Task description:
Find every line in the records below that contains the word "black", and copy each of those lines.
----- Information provided -----
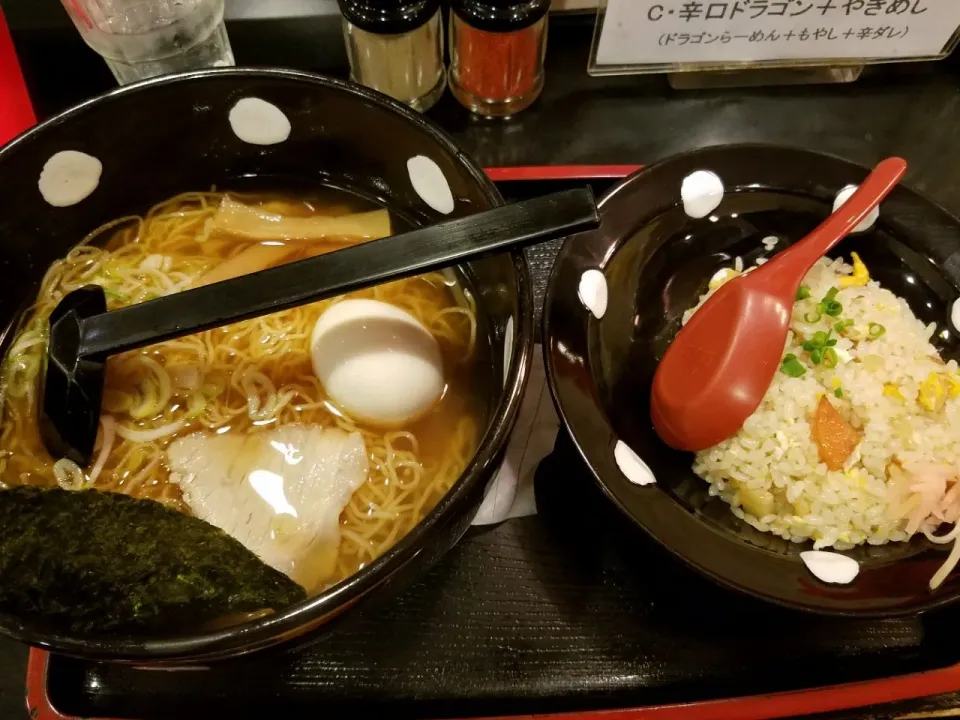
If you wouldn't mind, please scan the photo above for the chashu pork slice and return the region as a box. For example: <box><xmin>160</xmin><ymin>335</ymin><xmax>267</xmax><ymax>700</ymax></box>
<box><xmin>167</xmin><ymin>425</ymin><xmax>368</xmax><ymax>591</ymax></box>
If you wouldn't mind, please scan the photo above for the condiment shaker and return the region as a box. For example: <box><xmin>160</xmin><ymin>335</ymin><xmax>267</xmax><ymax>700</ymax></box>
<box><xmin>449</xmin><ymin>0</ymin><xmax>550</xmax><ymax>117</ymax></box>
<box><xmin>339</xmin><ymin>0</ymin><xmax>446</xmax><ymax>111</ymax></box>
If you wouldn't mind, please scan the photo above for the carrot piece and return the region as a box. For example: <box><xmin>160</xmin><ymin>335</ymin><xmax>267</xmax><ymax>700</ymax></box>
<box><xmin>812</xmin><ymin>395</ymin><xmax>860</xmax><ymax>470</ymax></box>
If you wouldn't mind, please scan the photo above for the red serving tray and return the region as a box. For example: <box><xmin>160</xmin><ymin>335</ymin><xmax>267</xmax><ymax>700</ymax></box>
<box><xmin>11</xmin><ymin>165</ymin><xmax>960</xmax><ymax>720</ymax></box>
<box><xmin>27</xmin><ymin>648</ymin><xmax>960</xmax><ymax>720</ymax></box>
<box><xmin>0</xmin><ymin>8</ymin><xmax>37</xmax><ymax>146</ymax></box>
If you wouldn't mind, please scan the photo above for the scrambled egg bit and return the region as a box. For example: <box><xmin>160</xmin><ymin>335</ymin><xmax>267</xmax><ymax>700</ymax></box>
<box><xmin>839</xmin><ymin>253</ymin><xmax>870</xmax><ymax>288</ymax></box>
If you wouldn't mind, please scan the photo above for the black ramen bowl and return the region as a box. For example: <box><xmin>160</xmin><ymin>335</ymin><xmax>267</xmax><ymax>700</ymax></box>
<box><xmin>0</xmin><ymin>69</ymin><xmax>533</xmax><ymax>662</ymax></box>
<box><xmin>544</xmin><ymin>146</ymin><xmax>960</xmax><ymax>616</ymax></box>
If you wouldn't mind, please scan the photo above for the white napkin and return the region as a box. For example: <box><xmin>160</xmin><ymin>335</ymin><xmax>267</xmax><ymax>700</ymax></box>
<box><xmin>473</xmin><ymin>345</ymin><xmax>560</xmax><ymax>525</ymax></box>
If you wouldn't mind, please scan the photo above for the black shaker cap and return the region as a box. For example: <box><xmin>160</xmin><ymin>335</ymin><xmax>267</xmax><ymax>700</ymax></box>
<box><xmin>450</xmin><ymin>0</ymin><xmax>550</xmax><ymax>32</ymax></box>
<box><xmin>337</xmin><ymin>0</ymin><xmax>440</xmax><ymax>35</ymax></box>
-----
Response to the exercise:
If you wouldn't mind, please scan the photo above for the black ramen bowl and return the region as a box. For example: <box><xmin>160</xmin><ymin>335</ymin><xmax>267</xmax><ymax>700</ymax></box>
If you wouldn't mind, please scan the photo above for the black shaker cap and return the region as a box. For example: <box><xmin>160</xmin><ymin>335</ymin><xmax>267</xmax><ymax>700</ymax></box>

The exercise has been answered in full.